• _Your task_:
Find the line that contains "A point falls on each instance of the rear hatch". Output it and every line after it to the end of the records, exactly as they appear.

### Exercise data

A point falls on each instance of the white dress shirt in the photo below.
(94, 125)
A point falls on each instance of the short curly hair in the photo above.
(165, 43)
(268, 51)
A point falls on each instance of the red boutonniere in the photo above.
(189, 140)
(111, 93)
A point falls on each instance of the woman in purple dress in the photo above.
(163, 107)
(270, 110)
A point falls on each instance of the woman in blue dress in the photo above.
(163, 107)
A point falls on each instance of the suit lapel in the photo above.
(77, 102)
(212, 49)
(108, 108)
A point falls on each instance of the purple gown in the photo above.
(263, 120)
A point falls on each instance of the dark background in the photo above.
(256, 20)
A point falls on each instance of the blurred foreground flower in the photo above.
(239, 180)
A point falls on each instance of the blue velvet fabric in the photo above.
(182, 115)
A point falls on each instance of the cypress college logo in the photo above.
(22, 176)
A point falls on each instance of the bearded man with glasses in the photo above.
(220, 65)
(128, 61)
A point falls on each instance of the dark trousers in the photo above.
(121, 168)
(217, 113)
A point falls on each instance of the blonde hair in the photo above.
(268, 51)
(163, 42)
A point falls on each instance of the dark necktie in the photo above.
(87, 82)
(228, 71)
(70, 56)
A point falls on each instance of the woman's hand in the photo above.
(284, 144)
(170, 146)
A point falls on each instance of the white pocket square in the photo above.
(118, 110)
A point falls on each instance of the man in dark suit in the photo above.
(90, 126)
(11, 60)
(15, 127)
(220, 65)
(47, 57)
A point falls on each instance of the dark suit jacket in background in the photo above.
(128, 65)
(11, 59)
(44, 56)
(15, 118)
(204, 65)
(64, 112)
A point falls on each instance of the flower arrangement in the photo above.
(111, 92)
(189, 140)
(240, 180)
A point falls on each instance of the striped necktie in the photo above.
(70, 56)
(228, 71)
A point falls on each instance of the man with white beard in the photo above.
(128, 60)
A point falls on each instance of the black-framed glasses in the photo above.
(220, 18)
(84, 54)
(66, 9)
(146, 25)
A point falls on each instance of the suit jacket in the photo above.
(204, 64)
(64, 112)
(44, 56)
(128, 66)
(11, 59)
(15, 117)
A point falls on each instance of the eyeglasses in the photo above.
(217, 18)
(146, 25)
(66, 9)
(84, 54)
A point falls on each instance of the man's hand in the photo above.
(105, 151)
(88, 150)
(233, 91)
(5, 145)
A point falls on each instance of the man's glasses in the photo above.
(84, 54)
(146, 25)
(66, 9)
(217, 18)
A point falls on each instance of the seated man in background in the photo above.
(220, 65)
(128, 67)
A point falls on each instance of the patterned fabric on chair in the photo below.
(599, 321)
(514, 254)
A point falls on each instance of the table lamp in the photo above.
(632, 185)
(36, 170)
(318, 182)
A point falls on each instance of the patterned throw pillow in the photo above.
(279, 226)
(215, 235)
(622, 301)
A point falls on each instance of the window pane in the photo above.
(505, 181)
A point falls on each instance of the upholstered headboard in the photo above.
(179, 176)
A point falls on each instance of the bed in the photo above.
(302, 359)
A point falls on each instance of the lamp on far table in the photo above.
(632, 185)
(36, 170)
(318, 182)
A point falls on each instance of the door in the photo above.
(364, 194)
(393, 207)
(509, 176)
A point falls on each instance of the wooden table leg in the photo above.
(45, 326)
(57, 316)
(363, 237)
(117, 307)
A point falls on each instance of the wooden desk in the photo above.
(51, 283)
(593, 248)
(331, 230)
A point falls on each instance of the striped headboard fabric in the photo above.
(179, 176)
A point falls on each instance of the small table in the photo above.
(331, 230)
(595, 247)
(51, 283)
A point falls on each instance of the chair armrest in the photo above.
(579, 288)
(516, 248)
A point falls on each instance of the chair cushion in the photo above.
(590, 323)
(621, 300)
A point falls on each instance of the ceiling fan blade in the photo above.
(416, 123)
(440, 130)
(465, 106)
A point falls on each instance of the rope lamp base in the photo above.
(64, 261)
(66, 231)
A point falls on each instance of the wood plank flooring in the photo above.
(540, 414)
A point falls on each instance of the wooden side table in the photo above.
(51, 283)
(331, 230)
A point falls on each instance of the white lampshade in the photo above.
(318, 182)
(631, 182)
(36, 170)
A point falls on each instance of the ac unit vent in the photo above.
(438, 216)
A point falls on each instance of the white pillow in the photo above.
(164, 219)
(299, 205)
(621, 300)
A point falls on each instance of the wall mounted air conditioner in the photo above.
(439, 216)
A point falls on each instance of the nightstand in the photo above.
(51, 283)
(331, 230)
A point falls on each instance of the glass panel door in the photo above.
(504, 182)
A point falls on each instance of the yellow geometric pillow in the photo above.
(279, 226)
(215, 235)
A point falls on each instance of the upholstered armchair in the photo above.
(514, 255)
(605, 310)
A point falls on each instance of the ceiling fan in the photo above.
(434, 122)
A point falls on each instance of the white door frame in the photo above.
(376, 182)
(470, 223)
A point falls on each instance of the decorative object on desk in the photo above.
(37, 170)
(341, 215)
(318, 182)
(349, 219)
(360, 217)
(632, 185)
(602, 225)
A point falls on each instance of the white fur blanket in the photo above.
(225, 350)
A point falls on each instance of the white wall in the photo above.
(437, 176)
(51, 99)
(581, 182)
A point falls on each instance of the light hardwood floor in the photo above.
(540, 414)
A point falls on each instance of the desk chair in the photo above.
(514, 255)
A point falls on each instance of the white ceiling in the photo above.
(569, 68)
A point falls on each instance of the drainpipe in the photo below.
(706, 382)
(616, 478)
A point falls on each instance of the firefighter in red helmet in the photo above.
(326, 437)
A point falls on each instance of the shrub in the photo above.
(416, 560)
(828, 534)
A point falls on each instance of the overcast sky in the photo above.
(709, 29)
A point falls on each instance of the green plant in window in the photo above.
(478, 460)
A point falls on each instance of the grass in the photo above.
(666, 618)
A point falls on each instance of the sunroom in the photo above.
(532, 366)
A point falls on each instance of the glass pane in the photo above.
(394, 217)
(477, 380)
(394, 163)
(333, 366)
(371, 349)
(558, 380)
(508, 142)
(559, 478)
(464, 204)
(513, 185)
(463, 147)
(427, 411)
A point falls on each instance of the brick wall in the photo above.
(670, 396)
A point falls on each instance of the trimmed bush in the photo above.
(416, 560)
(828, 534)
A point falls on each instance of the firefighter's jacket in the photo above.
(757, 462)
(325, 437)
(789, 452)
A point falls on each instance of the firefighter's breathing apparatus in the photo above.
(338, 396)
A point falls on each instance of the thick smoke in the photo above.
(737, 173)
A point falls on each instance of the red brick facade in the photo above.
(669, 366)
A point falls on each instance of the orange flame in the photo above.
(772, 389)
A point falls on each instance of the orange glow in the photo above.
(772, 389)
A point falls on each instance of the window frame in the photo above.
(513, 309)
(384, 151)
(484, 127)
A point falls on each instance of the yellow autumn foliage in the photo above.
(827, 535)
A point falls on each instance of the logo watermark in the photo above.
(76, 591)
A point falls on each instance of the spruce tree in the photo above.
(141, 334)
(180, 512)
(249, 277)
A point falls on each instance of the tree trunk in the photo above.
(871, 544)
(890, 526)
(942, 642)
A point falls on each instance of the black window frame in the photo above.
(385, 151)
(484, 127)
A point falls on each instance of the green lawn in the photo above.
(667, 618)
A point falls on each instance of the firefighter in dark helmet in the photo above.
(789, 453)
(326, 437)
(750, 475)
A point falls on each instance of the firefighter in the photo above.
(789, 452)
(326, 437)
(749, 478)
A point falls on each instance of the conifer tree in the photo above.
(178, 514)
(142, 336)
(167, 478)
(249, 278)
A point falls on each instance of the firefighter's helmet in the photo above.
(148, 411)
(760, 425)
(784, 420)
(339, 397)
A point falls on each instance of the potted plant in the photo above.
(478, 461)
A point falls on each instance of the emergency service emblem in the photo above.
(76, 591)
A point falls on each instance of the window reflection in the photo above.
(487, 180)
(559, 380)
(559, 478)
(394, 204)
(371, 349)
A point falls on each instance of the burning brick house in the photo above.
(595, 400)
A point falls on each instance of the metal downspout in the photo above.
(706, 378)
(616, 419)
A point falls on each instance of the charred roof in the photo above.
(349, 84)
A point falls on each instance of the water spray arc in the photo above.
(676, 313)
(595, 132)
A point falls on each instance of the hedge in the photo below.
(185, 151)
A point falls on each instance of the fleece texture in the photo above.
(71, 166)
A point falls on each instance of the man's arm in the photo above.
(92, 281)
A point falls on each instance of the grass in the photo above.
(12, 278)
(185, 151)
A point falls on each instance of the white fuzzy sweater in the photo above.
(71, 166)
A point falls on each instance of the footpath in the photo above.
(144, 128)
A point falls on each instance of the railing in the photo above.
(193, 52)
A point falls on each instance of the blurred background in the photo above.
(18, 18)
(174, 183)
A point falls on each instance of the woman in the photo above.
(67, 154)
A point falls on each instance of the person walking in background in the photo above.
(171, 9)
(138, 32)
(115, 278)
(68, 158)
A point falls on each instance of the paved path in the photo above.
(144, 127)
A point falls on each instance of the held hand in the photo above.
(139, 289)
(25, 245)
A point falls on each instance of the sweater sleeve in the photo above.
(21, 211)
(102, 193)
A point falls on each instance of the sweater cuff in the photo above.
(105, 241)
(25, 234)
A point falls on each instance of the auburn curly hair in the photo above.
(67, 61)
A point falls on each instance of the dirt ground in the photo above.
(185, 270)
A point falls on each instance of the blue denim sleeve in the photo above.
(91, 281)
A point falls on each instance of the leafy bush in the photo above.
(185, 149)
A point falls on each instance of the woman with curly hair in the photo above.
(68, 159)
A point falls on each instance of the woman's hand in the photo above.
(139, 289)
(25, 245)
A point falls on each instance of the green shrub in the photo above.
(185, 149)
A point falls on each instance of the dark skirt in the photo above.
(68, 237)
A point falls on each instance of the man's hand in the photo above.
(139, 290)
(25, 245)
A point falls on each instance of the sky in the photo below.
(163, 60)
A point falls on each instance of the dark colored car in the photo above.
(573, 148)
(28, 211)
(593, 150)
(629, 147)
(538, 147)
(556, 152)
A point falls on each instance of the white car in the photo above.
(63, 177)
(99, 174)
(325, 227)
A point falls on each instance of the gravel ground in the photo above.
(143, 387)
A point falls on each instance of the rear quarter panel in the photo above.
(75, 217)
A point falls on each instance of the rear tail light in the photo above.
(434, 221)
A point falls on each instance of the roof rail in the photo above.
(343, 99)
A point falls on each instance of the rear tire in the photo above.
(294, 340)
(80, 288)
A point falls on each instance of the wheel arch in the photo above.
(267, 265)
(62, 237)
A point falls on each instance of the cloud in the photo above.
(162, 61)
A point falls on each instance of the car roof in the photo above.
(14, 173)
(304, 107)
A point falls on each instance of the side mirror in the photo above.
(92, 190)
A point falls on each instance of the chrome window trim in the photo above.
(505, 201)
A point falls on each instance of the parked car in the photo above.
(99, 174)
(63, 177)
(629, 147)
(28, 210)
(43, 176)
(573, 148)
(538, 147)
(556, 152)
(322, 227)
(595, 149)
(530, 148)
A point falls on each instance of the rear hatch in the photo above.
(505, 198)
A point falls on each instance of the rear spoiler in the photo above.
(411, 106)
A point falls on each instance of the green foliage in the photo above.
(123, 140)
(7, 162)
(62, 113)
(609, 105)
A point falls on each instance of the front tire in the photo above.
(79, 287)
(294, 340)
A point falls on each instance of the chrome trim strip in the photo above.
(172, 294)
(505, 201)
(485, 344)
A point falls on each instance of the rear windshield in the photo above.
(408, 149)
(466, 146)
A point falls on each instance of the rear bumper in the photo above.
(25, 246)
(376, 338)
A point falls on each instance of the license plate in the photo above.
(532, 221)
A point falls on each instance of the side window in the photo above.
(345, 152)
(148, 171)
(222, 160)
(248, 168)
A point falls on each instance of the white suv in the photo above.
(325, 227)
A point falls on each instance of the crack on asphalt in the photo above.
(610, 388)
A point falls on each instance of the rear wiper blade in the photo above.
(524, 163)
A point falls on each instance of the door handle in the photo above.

######

• _Exercise output_:
A point falls on each instance of the rear hatch in the photo above.
(505, 198)
A point falls on each instance of the rear spoiler in the photo above.
(411, 106)
A point falls on each instance of the green foliage in the photo above.
(123, 140)
(7, 162)
(62, 113)
(609, 105)
A point falls on each instance of the front tire in the photo above.
(79, 287)
(294, 340)
A point falls on each instance of the chrome trim strip in the photo above.
(172, 294)
(505, 201)
(485, 344)
A point falls on each instance of the rear windshield in the photo above.
(408, 149)
(466, 146)
A point falls on each instance of the rear bumper in the photo above.
(25, 246)
(376, 338)
A point falls on each instance of the license plate in the photo above.
(532, 221)
A point falls on each instance of the side window in the photo above.
(345, 152)
(148, 171)
(222, 160)
(248, 168)
A point falls on each instance of the white suv in the photo above.
(325, 227)
A point falls on each instance of the crack on asphalt in the photo above.
(610, 388)
A point falls on each instance of the rear wiper blade in the photo above.
(524, 163)
A point falls on each instance of the door handle in the photo above.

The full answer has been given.